>> start MATERIAL FOR THIS EXERCISE

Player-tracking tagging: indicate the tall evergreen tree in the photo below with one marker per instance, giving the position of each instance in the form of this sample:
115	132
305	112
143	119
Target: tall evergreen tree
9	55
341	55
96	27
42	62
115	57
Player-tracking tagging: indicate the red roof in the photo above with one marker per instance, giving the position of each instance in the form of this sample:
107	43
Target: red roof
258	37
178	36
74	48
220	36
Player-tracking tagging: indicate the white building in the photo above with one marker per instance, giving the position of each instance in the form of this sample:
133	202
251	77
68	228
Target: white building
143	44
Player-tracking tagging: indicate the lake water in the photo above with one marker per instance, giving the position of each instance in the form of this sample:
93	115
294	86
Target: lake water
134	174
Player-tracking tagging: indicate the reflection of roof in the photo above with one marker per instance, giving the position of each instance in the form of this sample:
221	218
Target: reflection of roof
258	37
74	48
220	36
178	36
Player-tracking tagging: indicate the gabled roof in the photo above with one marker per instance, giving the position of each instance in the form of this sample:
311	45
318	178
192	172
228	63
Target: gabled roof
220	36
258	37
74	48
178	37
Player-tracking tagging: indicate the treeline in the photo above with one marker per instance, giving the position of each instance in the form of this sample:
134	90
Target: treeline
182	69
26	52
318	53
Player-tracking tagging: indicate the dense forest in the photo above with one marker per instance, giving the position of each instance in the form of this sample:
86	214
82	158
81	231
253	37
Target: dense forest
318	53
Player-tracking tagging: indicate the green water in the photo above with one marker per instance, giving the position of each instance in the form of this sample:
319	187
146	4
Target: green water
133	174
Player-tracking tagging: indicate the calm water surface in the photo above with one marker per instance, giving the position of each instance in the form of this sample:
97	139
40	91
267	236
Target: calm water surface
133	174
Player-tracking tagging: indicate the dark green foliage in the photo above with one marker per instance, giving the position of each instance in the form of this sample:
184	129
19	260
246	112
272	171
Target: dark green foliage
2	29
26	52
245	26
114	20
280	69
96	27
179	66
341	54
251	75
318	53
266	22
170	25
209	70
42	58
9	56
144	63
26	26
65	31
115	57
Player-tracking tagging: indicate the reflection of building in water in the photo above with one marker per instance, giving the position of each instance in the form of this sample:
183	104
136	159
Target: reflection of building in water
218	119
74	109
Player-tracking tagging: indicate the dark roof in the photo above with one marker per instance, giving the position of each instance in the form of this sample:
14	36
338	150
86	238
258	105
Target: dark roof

>> end MATERIAL FOR THIS EXERCISE

EXERCISE GOAL: Update the material above by changing each "marker" to "point", keeping every other line and word as it is.

SOLUTION TO THE PROBLEM:
Player-tracking tagging: indicate the tall evergreen tree in the photo below with one point per instance, giving the position of each instance in the form of this sample:
115	132
305	112
143	119
Target: tall evergreen tree
9	55
341	55
96	27
42	62
115	57
Player-tracking tagging: indicate the red roof in the photo above with one point per instance, giving the position of each instance in the form of this sample:
107	43
Target: red roof
258	37
178	36
74	48
220	36
Player-tracking tagging: indicate the white building in the photo above with one point per instance, giving the position of each instance in the form of this sample:
133	202
251	77
68	228
Target: white building
143	44
Player-tracking tagging: indicate the lake water in the photo above with one point per instance, giving the position of each instance in the form of this sample:
93	115
294	86
Target: lake water
134	174
Player-tracking tagging: indicate the reflection of roof in the photo above with one point per instance, giving the position of each instance in the form of this sample:
221	218
Target: reflection of roof
258	37
74	48
220	36
178	36
Player-tracking tagging: indicate the gabled roof in the photo above with one point per instance, giving the position of each instance in the form of this sample:
311	45
318	178
192	172
228	63
Target: gabled roof
220	36
258	37
74	48
178	37
Player-tracking tagging: indicate the treeline in the photo above with one point per instance, giving the position of each instance in the form of this sample:
134	90
Target: treeline
182	69
26	52
318	53
Player-tracking tagging: indicate the dense forest in the photo above with one point per instance, giving the position of each instance in the form of this sample:
86	214
82	158
81	231
253	37
Target: dense forest
318	53
Player-tracking tagging: indicate the green water in the photo above with one point per instance, giving the position of each instance in the form of this sample:
319	187
146	4
Target: green water
133	174
Player-tracking tagging: indicate the calm water surface in the photo above with one point per instance, giving the position of each instance in the form of this sample:
97	139
40	91
267	236
Target: calm water surface
133	174
Player-tracking tagging: indicate the dark green foliage in the photo above with one point per instance, giving the position of each instance in the form of this sample:
184	129
19	260
246	112
272	171
Target: dark green foliage
2	29
26	52
245	26
114	20
280	69
96	27
179	66
341	54
251	75
318	53
266	22
170	25
209	70
42	58
9	56
144	63
26	26
65	31
115	57
Player-tracking tagging: indicate the reflection of building in water in the photo above with one point per instance, giving the position of each instance in the form of this sample:
183	104
136	159
Target: reflection of building in water
218	119
74	109
Player-tracking tagging: indicate the dark roof in the photo above with one point per instance, giving the position of each instance in the form of this sample:
14	36
338	150
86	238
258	105
Target: dark roof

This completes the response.